PAGE TEXT —
-- Start --

Dustin Michael Hermanson (born December 21, 1972) is an American former right-handed relief pitcher in Major League Baseball (MLB). Hermanson pitched for several MLB teams between 1995 and 2006. He had his best season with the 2005 Chicago White Sox team that won the World Series; he had 34 saves that year before sustaining a season-ending back injury in September.

Early life
Hermanson was born in Springfield, Ohio, and he attended Kenton Ridge High School in Springfield. He played three seasons of college baseball for Kent State, where his fastball increased in speed from 88 mph to 96 mph. He was a finalist for the Golden Spikes Award in 1994. 
He was selected in the first round of the 1994 Major League Baseball Draft with the third overall selection by the San Diego Padres. Hermanson split the 1994 season between Double-A and Triple-A before making his MLB debut in 1995.

MLB career
Hermanson played for the Padres and their Triple-A affiliate, the Las Vegas Stars, in 1995 and 1996. He then played for the Montreal Expos for four seasons before moving around to the St. Louis Cardinals, Boston Red Sox, San Francisco Giants, and Chicago White Sox. With Montreal and St. Louis, Hermanson was mostly a starting pitcher, while he moved mostly into a relief role with the latter three teams. He served as the closer for the White Sox during most of their 2005 championship season, saving 34 games before being replaced by rookie Bobby Jenks in late September when he injured his back. Hermanson had a 2.04 ERA at the time of his injury.

-- End --

MATERIAL —
-- Start --

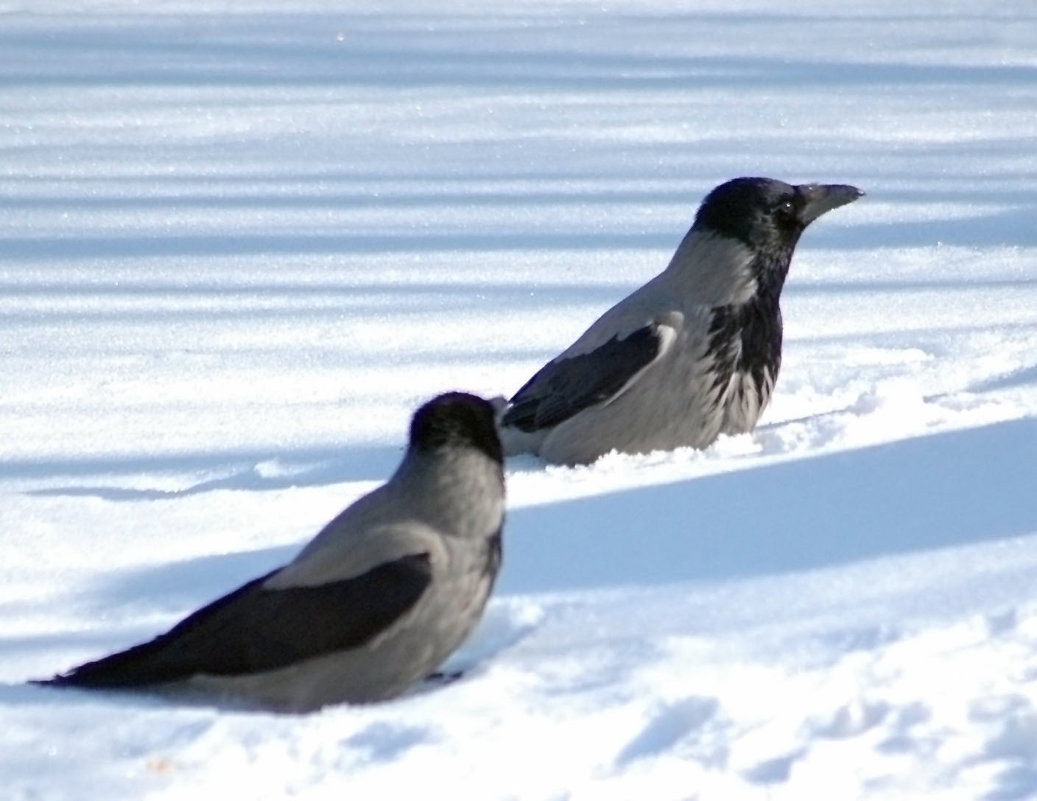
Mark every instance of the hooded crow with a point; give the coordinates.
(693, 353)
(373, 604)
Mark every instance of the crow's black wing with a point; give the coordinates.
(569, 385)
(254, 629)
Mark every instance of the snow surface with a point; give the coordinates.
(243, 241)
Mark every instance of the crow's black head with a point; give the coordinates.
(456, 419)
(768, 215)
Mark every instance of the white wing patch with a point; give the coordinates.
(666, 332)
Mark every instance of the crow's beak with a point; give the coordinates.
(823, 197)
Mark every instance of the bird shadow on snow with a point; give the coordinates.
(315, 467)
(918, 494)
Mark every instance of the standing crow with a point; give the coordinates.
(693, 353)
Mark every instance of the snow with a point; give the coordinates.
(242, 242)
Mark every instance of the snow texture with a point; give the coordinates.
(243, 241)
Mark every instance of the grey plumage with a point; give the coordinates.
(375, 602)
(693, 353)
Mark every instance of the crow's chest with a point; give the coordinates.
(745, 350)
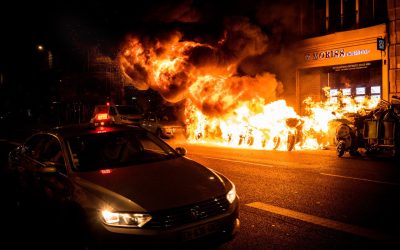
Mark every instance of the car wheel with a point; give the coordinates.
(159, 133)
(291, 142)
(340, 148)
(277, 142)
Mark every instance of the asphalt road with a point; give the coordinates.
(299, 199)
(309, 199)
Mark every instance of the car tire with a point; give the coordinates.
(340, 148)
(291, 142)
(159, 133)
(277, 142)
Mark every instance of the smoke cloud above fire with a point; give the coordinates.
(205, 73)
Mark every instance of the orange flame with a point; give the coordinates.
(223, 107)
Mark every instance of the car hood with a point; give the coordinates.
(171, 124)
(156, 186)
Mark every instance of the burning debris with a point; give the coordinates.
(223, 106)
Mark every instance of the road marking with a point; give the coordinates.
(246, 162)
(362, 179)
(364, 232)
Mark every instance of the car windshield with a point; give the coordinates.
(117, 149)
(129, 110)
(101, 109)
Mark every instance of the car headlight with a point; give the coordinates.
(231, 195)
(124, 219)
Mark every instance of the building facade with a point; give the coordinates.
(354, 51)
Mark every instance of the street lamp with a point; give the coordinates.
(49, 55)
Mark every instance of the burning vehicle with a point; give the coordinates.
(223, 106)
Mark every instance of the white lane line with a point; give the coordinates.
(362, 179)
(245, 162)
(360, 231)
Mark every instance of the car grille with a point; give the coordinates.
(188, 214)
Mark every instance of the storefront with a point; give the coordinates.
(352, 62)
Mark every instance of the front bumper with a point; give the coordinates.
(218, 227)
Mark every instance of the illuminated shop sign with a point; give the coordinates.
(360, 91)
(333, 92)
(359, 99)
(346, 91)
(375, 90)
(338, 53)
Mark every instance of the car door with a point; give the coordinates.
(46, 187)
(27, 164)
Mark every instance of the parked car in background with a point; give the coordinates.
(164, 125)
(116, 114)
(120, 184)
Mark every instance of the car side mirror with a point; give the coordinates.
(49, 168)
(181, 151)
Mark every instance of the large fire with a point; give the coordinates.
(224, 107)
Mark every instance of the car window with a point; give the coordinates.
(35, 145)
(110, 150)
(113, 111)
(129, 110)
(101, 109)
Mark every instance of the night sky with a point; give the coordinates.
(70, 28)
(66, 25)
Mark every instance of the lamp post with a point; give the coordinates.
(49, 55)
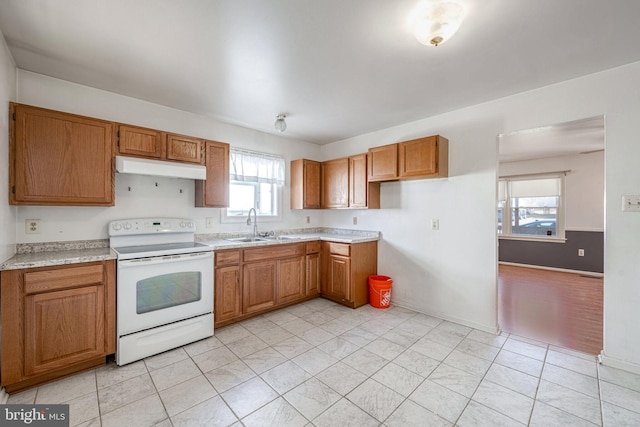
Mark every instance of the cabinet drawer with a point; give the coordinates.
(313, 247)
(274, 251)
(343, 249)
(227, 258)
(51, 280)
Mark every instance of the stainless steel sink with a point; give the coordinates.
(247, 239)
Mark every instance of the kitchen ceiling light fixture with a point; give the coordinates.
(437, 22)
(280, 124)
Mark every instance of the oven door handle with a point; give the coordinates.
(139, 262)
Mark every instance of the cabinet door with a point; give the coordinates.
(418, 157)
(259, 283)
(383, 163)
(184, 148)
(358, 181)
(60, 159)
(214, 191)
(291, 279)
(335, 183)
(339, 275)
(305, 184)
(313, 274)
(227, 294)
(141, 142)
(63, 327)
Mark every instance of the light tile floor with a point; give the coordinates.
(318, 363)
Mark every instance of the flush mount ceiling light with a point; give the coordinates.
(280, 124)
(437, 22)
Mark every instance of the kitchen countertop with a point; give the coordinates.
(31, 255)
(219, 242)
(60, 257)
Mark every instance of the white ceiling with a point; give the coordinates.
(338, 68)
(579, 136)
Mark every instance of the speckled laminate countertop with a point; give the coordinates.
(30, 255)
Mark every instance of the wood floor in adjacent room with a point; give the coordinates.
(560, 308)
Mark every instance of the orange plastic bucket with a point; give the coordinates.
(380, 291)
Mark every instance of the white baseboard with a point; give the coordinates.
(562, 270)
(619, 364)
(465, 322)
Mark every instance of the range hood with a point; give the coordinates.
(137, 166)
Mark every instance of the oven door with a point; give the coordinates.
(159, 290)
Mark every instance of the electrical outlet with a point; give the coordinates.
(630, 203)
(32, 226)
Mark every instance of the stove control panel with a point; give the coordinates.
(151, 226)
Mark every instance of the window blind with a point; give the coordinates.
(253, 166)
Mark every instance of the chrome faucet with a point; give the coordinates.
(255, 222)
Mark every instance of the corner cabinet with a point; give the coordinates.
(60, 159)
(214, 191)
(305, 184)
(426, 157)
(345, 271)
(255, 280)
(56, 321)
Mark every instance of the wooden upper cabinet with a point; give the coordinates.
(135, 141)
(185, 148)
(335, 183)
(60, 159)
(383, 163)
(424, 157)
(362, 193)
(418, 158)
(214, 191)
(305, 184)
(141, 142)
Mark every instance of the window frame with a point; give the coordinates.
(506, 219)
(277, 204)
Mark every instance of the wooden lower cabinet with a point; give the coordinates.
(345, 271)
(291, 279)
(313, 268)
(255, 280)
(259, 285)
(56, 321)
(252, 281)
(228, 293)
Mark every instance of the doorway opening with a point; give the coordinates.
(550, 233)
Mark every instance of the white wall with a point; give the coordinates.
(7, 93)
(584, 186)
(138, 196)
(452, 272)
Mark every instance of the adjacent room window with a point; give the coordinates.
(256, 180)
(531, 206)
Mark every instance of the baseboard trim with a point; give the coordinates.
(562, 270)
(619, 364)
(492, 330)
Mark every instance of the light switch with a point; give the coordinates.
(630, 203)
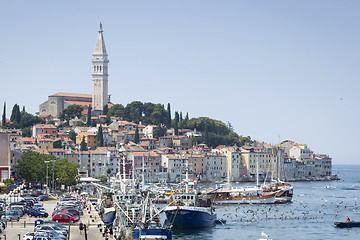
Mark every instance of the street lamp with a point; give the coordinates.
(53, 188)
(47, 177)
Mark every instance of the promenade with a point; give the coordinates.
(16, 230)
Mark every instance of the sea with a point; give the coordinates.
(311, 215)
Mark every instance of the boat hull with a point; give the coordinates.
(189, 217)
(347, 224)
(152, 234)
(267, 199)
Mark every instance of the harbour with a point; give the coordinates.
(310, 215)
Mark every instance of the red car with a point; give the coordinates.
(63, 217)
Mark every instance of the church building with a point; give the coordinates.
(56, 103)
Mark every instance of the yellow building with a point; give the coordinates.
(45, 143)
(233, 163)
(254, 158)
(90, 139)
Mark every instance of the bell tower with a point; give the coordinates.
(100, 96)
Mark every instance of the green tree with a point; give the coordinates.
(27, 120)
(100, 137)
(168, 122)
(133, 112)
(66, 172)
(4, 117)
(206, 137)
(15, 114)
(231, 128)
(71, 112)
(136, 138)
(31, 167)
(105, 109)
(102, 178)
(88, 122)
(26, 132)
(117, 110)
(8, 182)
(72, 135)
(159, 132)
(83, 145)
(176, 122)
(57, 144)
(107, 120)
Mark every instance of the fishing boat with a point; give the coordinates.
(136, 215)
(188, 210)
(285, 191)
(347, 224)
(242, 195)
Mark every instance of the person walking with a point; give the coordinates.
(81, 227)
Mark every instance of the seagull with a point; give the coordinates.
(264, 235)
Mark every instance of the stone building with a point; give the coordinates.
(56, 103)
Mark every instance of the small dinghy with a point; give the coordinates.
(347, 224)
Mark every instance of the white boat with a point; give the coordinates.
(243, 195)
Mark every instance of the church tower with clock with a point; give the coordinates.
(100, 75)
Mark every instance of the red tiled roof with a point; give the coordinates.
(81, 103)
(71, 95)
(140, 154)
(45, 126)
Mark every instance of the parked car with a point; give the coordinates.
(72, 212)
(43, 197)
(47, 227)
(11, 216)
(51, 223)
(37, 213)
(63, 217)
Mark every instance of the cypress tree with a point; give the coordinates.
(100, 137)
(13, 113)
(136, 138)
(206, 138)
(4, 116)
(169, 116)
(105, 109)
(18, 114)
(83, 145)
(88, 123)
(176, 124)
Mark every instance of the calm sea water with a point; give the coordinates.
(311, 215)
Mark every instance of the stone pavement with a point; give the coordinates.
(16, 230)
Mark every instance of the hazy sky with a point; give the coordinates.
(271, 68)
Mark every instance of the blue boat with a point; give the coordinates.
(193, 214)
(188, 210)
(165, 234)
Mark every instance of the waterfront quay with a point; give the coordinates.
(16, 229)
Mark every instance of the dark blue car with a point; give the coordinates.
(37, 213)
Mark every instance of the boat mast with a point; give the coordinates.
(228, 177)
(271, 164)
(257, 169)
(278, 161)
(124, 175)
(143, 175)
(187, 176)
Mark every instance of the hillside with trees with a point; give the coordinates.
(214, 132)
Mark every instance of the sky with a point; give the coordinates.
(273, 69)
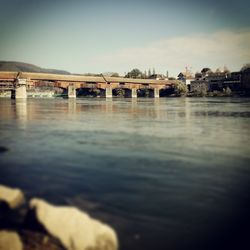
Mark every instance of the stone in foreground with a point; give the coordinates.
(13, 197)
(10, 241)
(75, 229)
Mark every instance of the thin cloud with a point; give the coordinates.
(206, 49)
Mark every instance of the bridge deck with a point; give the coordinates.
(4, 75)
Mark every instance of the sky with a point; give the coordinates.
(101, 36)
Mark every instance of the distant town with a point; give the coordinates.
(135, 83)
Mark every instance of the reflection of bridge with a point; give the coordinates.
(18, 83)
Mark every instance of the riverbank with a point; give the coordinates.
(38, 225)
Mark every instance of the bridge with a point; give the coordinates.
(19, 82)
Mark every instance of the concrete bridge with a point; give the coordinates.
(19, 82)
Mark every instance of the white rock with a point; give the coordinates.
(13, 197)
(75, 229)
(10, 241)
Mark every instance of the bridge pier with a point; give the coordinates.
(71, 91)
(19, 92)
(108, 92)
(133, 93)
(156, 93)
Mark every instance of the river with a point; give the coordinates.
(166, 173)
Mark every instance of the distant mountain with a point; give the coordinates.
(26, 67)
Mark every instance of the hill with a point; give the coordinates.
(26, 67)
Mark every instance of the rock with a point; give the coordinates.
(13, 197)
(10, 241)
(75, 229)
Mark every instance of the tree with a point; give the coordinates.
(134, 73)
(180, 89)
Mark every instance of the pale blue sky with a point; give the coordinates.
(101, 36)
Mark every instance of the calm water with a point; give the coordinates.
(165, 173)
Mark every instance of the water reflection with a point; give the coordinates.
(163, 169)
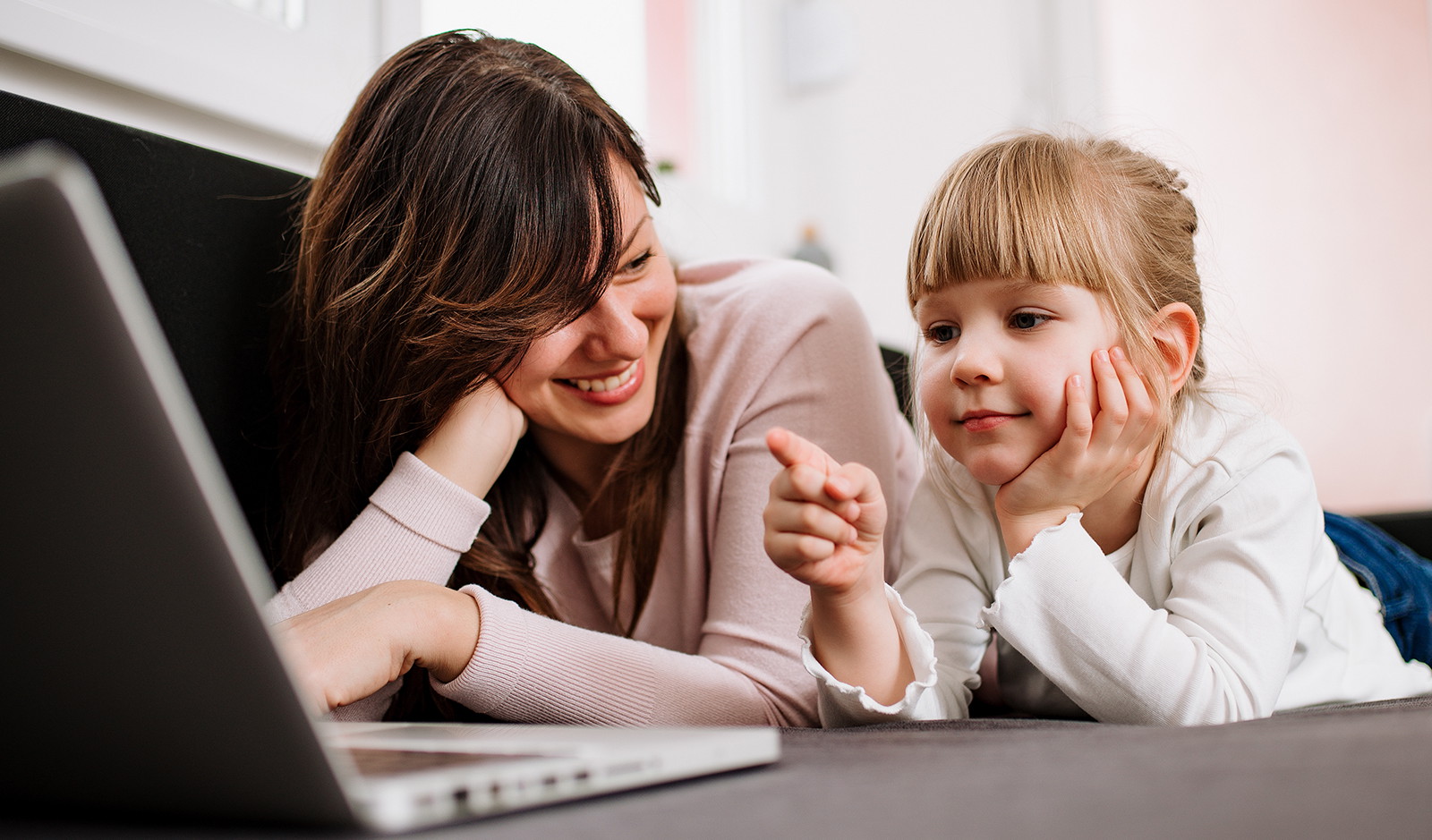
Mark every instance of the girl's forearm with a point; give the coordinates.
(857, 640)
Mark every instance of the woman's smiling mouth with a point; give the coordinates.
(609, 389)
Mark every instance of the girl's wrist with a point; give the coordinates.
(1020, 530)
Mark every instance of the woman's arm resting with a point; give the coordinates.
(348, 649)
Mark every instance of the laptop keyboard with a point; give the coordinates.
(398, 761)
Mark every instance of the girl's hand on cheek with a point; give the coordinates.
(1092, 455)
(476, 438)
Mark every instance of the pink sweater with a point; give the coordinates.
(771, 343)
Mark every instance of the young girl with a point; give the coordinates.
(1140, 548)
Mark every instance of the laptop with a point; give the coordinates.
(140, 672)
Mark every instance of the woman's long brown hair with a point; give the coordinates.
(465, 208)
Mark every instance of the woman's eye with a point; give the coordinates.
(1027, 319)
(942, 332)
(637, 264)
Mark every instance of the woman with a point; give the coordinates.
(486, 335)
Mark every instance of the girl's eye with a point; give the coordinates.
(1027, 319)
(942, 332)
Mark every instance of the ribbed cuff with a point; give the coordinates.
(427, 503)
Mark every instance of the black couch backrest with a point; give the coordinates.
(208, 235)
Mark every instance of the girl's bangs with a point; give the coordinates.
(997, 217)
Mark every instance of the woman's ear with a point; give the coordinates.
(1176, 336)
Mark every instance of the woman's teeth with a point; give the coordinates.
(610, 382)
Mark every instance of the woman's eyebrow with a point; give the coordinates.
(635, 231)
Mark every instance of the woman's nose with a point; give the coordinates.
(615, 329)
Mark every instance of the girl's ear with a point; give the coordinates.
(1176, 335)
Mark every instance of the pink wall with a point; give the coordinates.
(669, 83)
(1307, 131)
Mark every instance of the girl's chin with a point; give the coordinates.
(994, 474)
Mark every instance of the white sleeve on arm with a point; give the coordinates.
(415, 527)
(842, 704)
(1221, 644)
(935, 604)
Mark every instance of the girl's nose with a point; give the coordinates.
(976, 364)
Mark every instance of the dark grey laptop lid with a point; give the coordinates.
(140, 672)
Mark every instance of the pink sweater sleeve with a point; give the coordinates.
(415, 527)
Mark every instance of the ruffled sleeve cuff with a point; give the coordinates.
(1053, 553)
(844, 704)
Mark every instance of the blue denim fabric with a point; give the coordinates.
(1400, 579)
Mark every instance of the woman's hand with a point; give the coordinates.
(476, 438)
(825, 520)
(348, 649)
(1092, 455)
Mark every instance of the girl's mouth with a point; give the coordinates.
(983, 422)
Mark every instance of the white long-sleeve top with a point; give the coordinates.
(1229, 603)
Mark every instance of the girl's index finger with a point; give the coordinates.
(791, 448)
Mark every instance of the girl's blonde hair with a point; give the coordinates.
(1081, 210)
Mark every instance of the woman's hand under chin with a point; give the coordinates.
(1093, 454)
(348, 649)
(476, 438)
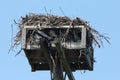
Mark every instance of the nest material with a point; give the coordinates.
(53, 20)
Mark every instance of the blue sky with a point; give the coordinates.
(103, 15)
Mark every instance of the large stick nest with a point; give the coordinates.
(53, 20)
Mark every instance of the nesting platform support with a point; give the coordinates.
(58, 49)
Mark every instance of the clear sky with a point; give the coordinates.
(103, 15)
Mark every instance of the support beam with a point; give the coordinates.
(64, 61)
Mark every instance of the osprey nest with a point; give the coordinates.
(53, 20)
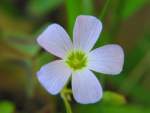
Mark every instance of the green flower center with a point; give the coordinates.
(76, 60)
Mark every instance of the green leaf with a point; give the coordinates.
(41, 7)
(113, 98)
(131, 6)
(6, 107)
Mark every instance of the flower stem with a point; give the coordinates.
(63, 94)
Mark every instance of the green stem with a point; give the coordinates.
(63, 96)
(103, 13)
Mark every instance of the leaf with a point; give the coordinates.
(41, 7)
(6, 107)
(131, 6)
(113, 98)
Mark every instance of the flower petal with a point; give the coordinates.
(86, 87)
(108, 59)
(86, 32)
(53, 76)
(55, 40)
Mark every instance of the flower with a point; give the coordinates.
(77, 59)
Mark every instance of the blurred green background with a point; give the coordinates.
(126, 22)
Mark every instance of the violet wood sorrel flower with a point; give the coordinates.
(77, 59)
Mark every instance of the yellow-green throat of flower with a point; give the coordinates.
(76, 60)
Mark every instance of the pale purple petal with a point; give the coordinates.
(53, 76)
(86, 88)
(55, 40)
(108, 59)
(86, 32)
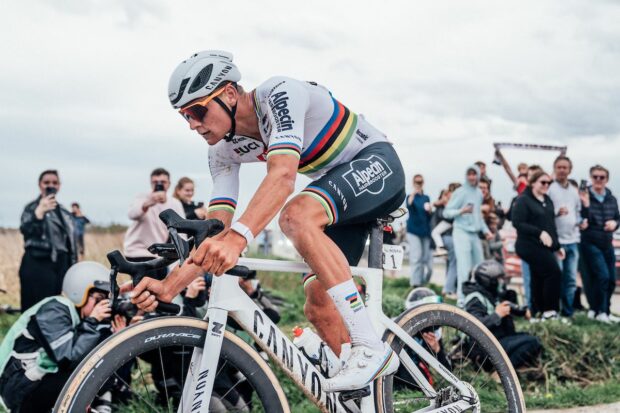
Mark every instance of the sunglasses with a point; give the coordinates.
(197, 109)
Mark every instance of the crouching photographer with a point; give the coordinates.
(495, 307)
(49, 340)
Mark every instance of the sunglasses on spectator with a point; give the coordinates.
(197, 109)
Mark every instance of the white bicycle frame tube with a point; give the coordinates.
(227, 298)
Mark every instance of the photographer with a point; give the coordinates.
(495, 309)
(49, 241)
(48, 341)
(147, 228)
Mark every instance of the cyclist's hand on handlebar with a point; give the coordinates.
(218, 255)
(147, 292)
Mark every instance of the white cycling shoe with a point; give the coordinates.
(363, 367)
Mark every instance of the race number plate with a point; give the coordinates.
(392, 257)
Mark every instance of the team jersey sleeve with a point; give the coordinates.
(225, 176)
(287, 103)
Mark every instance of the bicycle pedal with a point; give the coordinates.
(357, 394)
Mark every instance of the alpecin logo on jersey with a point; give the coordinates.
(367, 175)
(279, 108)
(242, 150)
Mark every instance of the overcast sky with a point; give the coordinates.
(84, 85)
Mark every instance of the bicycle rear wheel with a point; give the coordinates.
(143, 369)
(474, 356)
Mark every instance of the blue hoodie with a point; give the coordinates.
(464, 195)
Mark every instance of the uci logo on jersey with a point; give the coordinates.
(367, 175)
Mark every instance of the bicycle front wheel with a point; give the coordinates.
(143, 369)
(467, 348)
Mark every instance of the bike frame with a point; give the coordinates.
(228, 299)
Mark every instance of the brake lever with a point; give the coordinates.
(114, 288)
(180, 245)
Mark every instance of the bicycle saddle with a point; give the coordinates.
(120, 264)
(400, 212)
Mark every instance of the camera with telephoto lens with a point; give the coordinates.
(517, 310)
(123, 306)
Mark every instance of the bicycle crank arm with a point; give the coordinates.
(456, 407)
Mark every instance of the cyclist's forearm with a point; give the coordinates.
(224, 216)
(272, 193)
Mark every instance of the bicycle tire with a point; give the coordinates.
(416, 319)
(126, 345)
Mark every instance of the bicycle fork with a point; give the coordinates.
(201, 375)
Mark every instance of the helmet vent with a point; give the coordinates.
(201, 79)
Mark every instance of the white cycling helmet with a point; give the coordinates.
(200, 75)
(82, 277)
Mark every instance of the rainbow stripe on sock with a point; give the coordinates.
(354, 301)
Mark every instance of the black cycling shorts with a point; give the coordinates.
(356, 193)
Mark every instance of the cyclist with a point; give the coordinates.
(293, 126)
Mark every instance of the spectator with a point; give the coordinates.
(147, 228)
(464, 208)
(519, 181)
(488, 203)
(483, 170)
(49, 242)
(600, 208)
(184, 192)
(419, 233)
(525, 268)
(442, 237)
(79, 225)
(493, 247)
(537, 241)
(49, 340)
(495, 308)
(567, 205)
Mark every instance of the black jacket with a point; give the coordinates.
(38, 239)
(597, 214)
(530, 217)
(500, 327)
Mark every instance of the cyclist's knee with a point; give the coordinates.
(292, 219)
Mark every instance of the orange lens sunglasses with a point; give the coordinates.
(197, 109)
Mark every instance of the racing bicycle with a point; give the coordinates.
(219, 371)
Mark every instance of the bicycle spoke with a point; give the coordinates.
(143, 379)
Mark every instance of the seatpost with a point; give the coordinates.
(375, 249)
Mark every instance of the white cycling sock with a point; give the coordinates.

-- End --

SHORT TASK — According to the Hermanson biography, which team chose him with the third overall pick in the 1994 draft? Answer from the Hermanson biography alone, without drawing on the material.

SOLUTION FOR THIS TASK — The San Diego Padres.